*** Data to examine Section Begins ***
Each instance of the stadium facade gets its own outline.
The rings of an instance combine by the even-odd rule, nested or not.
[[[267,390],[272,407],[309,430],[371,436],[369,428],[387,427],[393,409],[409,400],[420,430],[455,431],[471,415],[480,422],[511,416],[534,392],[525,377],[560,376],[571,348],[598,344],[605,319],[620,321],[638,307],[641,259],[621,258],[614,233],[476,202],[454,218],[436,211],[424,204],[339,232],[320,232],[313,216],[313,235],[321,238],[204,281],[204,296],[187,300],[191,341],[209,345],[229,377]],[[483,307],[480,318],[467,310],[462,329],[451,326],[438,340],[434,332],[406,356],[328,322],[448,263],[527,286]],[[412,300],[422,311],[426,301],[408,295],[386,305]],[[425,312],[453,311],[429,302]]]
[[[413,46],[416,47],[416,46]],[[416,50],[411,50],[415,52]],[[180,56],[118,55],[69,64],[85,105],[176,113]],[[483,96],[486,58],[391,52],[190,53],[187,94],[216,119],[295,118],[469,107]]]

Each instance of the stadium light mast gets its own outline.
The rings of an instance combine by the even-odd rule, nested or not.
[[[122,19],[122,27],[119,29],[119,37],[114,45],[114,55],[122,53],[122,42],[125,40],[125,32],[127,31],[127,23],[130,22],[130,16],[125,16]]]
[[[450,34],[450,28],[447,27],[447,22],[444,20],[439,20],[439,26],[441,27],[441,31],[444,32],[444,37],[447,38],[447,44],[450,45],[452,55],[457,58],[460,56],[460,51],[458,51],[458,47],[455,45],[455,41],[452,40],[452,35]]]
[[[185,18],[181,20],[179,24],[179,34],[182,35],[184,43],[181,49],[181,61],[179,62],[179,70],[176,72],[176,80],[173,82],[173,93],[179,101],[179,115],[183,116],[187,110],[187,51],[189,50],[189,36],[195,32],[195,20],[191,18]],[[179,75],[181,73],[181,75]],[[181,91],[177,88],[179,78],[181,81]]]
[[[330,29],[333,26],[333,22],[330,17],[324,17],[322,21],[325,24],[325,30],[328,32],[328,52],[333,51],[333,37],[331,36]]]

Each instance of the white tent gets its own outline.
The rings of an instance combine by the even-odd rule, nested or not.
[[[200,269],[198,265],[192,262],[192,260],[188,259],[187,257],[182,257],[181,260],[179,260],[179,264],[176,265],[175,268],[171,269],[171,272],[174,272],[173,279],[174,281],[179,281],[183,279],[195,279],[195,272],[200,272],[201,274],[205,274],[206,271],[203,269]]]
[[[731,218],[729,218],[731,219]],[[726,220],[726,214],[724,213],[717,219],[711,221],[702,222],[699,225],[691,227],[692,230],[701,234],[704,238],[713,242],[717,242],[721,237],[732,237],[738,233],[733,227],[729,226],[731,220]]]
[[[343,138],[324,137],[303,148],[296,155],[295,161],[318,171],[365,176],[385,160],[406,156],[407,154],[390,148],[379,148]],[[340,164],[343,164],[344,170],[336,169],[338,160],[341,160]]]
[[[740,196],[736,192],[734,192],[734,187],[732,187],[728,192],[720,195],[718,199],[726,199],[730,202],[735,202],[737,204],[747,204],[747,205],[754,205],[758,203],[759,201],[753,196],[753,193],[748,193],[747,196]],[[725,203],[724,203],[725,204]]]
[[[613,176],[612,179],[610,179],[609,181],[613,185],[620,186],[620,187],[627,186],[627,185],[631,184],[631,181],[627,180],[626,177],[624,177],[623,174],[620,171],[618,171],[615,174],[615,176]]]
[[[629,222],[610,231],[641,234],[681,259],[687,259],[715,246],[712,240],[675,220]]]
*** Data to examine Section Ends ***
» **Your task**
Exact copies of every record are required.

» **Written solution**
Each instance of the stadium facade gets its own outline.
The rings of an instance combine by the even-odd rule, nested or not.
[[[267,390],[272,407],[309,430],[371,436],[369,428],[387,427],[393,409],[409,400],[420,430],[455,431],[471,415],[480,422],[511,416],[534,392],[525,377],[560,376],[571,348],[598,344],[605,319],[620,321],[638,307],[641,259],[621,258],[614,233],[476,202],[454,218],[436,211],[424,204],[339,232],[320,232],[313,216],[313,235],[321,238],[204,281],[204,296],[187,300],[191,341],[209,345],[229,377]],[[483,307],[480,318],[467,310],[462,329],[451,326],[438,340],[434,332],[406,356],[328,322],[448,263],[527,286]],[[412,300],[422,311],[426,301],[408,295],[386,305]],[[425,312],[453,311],[429,302]]]
[[[413,46],[416,47],[416,46]],[[416,50],[411,50],[415,52]],[[180,56],[118,55],[69,64],[85,105],[176,113]],[[483,96],[486,58],[391,52],[190,53],[187,94],[216,119],[295,118],[469,107]]]

Each instance of the stadium light mast gets its own outline.
The rings of an instance combine by the even-odd rule, nested or not.
[[[122,19],[122,27],[119,29],[119,37],[114,45],[114,55],[122,53],[122,42],[125,40],[125,32],[127,31],[127,23],[130,22],[130,16],[125,16]]]
[[[450,34],[450,28],[447,27],[447,22],[444,20],[439,20],[439,26],[441,27],[441,31],[444,32],[444,37],[447,38],[447,44],[450,45],[452,55],[457,58],[460,56],[460,51],[458,51],[458,47],[455,45],[455,41],[452,40],[452,35]]]
[[[185,18],[181,20],[179,24],[179,34],[182,35],[184,43],[181,49],[181,61],[179,62],[179,70],[176,72],[176,80],[173,82],[173,93],[179,101],[179,115],[183,116],[187,110],[187,51],[189,50],[189,36],[195,32],[195,20],[191,18]],[[179,75],[181,73],[181,75]],[[181,91],[177,88],[179,78],[181,81]]]
[[[330,29],[333,26],[333,22],[330,17],[324,17],[322,21],[325,24],[325,30],[328,32],[328,52],[333,51],[333,37],[331,36]]]

Each instance of the white tent gets its own outline.
The rings of an instance combine by the even-odd rule, nested or not.
[[[200,269],[198,265],[192,262],[192,260],[188,259],[187,257],[182,257],[181,260],[179,260],[179,264],[176,265],[175,268],[171,269],[171,272],[174,272],[173,279],[174,281],[179,281],[183,279],[195,279],[195,272],[200,272],[201,274],[205,274],[206,271],[203,269]]]
[[[731,218],[729,218],[731,219]],[[726,220],[726,214],[724,213],[717,219],[711,221],[702,222],[699,225],[691,227],[692,230],[701,234],[704,238],[713,242],[717,242],[721,237],[732,237],[738,233],[733,227],[729,226],[731,220]]]
[[[343,138],[324,137],[303,148],[296,155],[295,161],[318,171],[365,176],[385,160],[406,156],[407,154],[390,148],[379,148]],[[340,164],[343,164],[344,170],[336,169],[338,160],[341,160]]]
[[[740,196],[736,192],[734,192],[734,187],[732,187],[728,192],[720,195],[718,199],[726,199],[730,202],[735,202],[737,204],[747,204],[747,205],[754,205],[758,203],[759,201],[753,196],[753,193],[748,193],[747,196]],[[725,203],[724,203],[725,204]]]
[[[613,176],[612,179],[610,179],[609,181],[613,185],[620,186],[620,187],[627,186],[627,185],[631,184],[631,181],[627,180],[626,177],[624,177],[623,174],[620,171],[618,171],[615,174],[615,176]]]
[[[629,222],[610,231],[641,234],[681,259],[687,259],[715,246],[712,240],[675,220]]]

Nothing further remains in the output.